What follows is a set of records, each of which is to be written out exactly.

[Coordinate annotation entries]
|---|

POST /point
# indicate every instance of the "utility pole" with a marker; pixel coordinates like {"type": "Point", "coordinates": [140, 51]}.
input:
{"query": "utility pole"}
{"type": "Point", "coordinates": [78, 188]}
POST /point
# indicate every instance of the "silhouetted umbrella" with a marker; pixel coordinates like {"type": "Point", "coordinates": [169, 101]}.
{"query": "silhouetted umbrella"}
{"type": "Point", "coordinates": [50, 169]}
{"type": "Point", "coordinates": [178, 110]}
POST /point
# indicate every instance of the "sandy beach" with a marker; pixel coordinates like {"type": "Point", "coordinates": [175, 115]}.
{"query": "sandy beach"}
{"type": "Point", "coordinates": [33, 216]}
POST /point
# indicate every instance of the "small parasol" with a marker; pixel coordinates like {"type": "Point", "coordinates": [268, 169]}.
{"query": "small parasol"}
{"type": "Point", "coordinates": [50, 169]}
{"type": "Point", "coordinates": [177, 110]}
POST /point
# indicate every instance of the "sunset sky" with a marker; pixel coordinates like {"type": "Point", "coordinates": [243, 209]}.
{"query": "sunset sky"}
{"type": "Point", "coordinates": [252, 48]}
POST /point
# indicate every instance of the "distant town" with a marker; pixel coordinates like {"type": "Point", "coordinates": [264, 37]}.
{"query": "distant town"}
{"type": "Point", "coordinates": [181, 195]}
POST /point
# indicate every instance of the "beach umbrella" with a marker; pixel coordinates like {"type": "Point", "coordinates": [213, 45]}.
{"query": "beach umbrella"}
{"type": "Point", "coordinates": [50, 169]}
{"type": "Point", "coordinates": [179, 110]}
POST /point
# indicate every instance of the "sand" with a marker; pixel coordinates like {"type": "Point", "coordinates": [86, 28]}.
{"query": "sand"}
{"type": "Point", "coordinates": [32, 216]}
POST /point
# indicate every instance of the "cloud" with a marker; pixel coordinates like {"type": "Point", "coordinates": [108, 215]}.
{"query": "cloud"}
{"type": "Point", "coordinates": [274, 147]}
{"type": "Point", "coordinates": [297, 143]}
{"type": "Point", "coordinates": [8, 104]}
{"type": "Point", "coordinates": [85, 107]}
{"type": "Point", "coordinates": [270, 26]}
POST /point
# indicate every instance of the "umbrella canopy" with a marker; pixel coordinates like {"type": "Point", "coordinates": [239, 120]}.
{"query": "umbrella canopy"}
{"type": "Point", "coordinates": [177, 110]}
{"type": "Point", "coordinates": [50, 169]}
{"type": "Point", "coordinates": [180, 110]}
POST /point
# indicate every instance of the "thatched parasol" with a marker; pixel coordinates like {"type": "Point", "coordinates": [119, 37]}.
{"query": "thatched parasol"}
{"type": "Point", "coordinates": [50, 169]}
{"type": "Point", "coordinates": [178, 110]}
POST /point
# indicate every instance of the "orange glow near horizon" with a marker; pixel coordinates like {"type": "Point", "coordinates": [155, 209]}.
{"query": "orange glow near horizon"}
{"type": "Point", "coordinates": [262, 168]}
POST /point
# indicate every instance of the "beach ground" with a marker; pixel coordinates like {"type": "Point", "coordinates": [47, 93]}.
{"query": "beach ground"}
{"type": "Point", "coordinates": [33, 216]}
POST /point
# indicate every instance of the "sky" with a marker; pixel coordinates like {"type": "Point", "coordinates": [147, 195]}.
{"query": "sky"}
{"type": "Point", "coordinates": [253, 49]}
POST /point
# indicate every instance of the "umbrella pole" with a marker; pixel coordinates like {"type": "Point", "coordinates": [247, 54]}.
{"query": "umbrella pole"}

|---|

## Solution for this exercise
POST /point
# indicate every instance of the "utility pole" with a marker; pixel coordinates like {"type": "Point", "coordinates": [140, 51]}.
input:
{"query": "utility pole"}
{"type": "Point", "coordinates": [78, 188]}
POST /point
# indicate every instance of the "silhouetted umbrella" with a marker; pixel coordinates like {"type": "Point", "coordinates": [169, 101]}.
{"query": "silhouetted umbrella"}
{"type": "Point", "coordinates": [50, 169]}
{"type": "Point", "coordinates": [178, 110]}
POST /point
# indicate every instance of the "sandy beach" with a marker; pixel coordinates like {"type": "Point", "coordinates": [175, 115]}.
{"query": "sandy beach"}
{"type": "Point", "coordinates": [33, 216]}
POST /point
# indicate every instance of the "small parasol" with a marker; pixel coordinates like {"type": "Point", "coordinates": [268, 169]}.
{"query": "small parasol"}
{"type": "Point", "coordinates": [50, 169]}
{"type": "Point", "coordinates": [177, 110]}
POST /point
# indicate every instance of the "sunset sky" with a marker; pixel coordinates like {"type": "Point", "coordinates": [243, 209]}.
{"query": "sunset sky"}
{"type": "Point", "coordinates": [252, 48]}
POST /point
# indicate every instance of the "distant town" with a marker; pixel coordinates like {"type": "Point", "coordinates": [264, 37]}.
{"query": "distant town"}
{"type": "Point", "coordinates": [181, 195]}
POST /point
# indicate every instance of the "beach umbrella" with a marker; pixel coordinates like {"type": "Point", "coordinates": [213, 45]}.
{"query": "beach umbrella"}
{"type": "Point", "coordinates": [50, 169]}
{"type": "Point", "coordinates": [179, 110]}
POST /point
# indicate every instance of the "sand" with a marker; pixel coordinates like {"type": "Point", "coordinates": [86, 28]}.
{"query": "sand"}
{"type": "Point", "coordinates": [32, 216]}
POST /point
# indicate every instance of the "cloud" with a marker; pixel coordinates like {"type": "Point", "coordinates": [108, 215]}.
{"query": "cloud"}
{"type": "Point", "coordinates": [274, 147]}
{"type": "Point", "coordinates": [297, 143]}
{"type": "Point", "coordinates": [8, 104]}
{"type": "Point", "coordinates": [85, 107]}
{"type": "Point", "coordinates": [270, 26]}
POST /point
# indicate every instance of the "umbrella canopy" with a marker; pixel coordinates like {"type": "Point", "coordinates": [239, 120]}.
{"query": "umbrella canopy"}
{"type": "Point", "coordinates": [177, 110]}
{"type": "Point", "coordinates": [50, 169]}
{"type": "Point", "coordinates": [180, 110]}
POST /point
# indicate every instance of the "thatched parasol" with a marker; pixel coordinates like {"type": "Point", "coordinates": [119, 37]}.
{"query": "thatched parasol"}
{"type": "Point", "coordinates": [50, 169]}
{"type": "Point", "coordinates": [178, 110]}
POST /point
# indicate every instance of the "orange glow near horizon" with a marker; pixel coordinates like {"type": "Point", "coordinates": [155, 209]}.
{"query": "orange glow near horizon"}
{"type": "Point", "coordinates": [262, 168]}
POST /point
# indicate every instance of the "beach ground" with a marker; pixel coordinates like {"type": "Point", "coordinates": [47, 93]}.
{"query": "beach ground"}
{"type": "Point", "coordinates": [33, 216]}
POST /point
# indicate every instance of the "sky" with a marker; pixel coordinates like {"type": "Point", "coordinates": [147, 195]}.
{"query": "sky"}
{"type": "Point", "coordinates": [253, 49]}
POST /point
# indicate every instance of the "umbrella pole" with a marker; pixel coordinates like {"type": "Point", "coordinates": [247, 54]}.
{"query": "umbrella pole"}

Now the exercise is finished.